**What is expected:** Write out, word for word, only the data from its first line to the line containing "Q: In the image above, where is the road".

____ Extracted entries

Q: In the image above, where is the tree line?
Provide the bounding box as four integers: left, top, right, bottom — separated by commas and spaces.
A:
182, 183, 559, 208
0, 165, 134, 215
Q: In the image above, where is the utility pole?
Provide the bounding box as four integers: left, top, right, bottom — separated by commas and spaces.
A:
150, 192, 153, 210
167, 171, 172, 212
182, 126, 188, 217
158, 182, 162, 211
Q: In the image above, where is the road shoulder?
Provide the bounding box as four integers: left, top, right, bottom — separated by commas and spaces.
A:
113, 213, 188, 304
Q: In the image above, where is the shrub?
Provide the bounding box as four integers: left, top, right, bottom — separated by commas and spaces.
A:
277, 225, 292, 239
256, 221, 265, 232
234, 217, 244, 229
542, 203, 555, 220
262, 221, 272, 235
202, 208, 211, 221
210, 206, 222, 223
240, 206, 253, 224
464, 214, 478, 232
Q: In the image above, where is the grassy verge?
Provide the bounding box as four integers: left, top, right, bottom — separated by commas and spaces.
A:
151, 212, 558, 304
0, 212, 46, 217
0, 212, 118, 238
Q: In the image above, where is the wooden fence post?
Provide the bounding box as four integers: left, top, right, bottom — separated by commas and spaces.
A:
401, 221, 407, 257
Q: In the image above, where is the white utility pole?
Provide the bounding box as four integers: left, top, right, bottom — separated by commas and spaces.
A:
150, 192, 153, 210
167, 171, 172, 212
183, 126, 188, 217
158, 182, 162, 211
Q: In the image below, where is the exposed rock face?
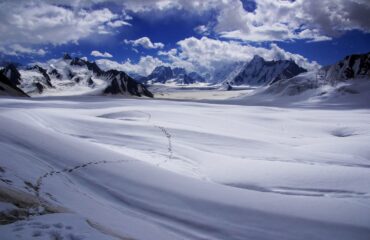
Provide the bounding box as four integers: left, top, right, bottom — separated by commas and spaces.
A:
87, 77, 95, 86
63, 53, 72, 60
35, 82, 45, 93
0, 72, 29, 97
323, 52, 370, 81
28, 65, 53, 87
48, 69, 62, 79
232, 55, 307, 86
0, 64, 22, 87
85, 61, 103, 76
70, 57, 103, 76
103, 70, 153, 98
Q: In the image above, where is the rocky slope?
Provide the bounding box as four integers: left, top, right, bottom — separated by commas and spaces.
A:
323, 52, 370, 82
0, 71, 29, 97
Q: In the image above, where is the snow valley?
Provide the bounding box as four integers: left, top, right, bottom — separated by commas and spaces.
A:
1, 96, 370, 240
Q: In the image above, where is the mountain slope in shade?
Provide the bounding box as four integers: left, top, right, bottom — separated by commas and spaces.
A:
103, 70, 153, 97
231, 55, 307, 86
323, 52, 370, 81
145, 66, 205, 84
0, 64, 22, 86
0, 72, 29, 97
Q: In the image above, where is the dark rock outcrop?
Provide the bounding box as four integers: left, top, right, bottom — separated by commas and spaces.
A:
0, 64, 22, 87
0, 72, 29, 97
49, 69, 62, 79
104, 70, 153, 98
323, 52, 370, 81
28, 65, 53, 87
87, 77, 94, 86
63, 53, 72, 60
69, 57, 103, 76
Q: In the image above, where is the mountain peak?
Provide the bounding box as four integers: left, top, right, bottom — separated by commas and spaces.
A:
250, 55, 265, 63
232, 57, 306, 86
63, 53, 72, 60
145, 65, 204, 84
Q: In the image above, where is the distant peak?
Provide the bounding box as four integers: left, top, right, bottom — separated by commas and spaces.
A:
251, 55, 265, 62
63, 53, 72, 60
154, 65, 171, 71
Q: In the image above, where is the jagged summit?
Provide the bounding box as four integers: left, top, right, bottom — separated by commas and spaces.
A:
250, 55, 264, 64
63, 53, 72, 60
103, 70, 153, 97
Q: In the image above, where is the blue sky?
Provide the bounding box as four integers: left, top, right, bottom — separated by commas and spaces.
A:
0, 0, 369, 77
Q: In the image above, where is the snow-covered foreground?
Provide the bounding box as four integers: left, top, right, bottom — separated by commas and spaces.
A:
0, 96, 369, 239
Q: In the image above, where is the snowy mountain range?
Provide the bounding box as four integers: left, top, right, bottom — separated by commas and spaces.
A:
263, 52, 370, 98
1, 52, 369, 99
229, 55, 307, 86
0, 54, 153, 98
143, 66, 205, 85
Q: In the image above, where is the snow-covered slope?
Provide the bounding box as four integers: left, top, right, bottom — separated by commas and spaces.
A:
144, 66, 205, 85
231, 55, 307, 86
233, 52, 370, 107
0, 97, 369, 239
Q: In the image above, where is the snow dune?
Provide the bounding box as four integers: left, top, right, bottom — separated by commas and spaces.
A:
0, 96, 369, 239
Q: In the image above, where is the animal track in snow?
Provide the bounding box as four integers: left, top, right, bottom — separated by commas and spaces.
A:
155, 125, 173, 163
34, 160, 130, 200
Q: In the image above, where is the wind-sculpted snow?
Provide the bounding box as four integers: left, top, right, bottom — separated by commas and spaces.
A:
0, 97, 370, 239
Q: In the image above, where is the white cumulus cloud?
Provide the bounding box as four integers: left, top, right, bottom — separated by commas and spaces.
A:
0, 1, 121, 50
124, 37, 165, 49
107, 20, 131, 28
96, 56, 164, 76
215, 0, 370, 42
0, 44, 46, 56
90, 50, 113, 58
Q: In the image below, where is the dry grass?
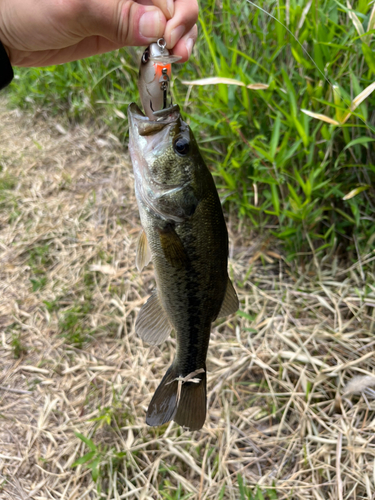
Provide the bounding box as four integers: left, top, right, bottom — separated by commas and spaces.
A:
1, 99, 375, 500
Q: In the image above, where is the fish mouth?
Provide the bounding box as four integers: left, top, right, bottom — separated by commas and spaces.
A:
128, 102, 180, 136
128, 101, 181, 162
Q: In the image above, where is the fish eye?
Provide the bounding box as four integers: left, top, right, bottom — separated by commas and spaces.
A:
173, 136, 190, 156
142, 49, 150, 64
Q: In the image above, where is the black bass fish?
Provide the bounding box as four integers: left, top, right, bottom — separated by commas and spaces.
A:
128, 102, 238, 431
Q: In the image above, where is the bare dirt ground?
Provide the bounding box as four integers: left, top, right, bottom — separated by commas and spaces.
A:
1, 100, 375, 500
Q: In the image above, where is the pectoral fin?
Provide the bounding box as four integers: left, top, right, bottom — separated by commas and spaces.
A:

________

**Solved problem:**
Q: In the image above, where is the tree line?
Provide the bounding box as four integers: left, top, right, bottom — separated by commas and spaces.
A:
182, 183, 559, 208
0, 165, 134, 215
Q: In the image above, where is the utility pole?
Provide the bounding box as four integers: left, top, right, bottom — separated by commas and spaces.
A:
150, 192, 153, 210
167, 171, 172, 212
182, 126, 188, 217
158, 182, 162, 211
Q: In the image above, where is the road shoulder?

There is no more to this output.